■ The problem ■
List every line below that contains the string "terracotta", copying each one in full. Case counts.

■ Records supplied ■

+===+

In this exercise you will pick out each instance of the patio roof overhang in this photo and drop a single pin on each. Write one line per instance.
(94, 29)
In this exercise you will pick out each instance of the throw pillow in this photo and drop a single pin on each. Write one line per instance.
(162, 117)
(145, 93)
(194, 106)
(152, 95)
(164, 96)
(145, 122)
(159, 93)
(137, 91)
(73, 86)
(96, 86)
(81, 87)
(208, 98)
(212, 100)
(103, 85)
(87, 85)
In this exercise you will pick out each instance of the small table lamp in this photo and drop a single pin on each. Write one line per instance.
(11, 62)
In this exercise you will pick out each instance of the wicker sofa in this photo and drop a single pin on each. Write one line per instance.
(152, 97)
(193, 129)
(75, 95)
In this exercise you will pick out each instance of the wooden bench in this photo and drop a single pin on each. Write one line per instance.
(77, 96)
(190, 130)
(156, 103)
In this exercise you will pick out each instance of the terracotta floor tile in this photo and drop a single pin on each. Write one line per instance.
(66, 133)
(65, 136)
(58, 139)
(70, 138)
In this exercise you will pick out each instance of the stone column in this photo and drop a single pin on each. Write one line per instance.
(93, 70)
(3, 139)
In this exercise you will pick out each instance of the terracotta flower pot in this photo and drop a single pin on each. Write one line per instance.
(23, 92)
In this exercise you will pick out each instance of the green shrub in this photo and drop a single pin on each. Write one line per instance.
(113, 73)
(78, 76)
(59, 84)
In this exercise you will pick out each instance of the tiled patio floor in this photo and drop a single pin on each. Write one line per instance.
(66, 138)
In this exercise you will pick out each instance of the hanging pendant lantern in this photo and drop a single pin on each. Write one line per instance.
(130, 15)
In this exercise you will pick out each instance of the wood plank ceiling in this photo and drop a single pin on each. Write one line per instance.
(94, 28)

+===+

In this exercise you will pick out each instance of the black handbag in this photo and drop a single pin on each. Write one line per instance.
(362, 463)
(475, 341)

+===+

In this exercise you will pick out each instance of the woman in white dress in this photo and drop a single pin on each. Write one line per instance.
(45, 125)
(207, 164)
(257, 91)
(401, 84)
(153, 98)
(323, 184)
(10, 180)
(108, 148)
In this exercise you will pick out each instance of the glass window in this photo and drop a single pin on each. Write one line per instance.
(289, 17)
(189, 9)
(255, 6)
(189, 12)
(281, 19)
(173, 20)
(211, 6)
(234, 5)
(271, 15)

+===+

■ Output of the exercise ■
In this exercise you will pick out each instance of the terracotta floor tile in this photo and drop a single pin on each. Write one line per instance.
In this exercise you will pick out each instance of the terracotta flower pot in this photo and drop a single pin on each. Write one line per instance.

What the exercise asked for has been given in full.